Exercise requirements | Put the data below into a two-column CSV with the header instruction,response, giving each instruction and its response a single row. Wrap every field in double quotes and replace any line breaks inside a field with spaces.
:::
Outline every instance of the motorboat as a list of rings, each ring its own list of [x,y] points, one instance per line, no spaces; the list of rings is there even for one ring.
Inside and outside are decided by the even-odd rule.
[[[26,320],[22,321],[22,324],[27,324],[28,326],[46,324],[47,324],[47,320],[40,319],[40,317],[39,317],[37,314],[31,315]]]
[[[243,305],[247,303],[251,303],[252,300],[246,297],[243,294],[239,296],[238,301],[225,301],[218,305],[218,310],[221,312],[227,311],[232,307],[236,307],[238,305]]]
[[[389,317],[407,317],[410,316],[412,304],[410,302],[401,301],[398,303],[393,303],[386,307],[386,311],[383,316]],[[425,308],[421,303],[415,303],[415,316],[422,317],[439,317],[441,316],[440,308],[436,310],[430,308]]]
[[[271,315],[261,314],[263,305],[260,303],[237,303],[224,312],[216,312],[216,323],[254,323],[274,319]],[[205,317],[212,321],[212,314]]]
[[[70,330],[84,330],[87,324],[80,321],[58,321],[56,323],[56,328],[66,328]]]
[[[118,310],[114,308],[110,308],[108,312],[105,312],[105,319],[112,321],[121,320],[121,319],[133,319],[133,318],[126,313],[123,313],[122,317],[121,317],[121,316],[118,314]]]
:::
Written response |
instruction,response
"Outline every instance of the motorboat as a list of rings, each ring its own list of [x,y] points, one instance per line, no spaces; the list of rings is there even for one ring. Inside and outside are decided by the even-odd rule.","[[[26,320],[22,321],[22,324],[27,324],[28,326],[46,324],[47,324],[47,320],[40,319],[40,317],[39,317],[37,314],[31,315]]] [[[243,305],[247,303],[251,303],[252,300],[246,297],[243,294],[239,296],[238,301],[225,301],[218,305],[218,310],[221,312],[227,311],[232,307],[236,307],[238,305]]] [[[389,317],[407,317],[410,316],[412,304],[410,302],[401,301],[398,303],[393,303],[386,307],[386,311],[383,316]],[[425,308],[421,303],[415,303],[415,316],[422,317],[439,317],[441,316],[440,308],[436,310],[430,308]]] [[[271,315],[261,314],[263,305],[260,303],[237,303],[224,312],[216,312],[216,323],[254,323],[274,319]],[[205,317],[212,321],[212,314]]] [[[70,330],[84,330],[87,324],[80,321],[58,321],[56,323],[56,328],[66,328]]] [[[118,310],[114,308],[110,308],[108,312],[105,312],[105,319],[112,321],[121,320],[121,319],[133,319],[133,318],[126,313],[123,313],[122,317],[121,317],[121,316],[118,314]]]"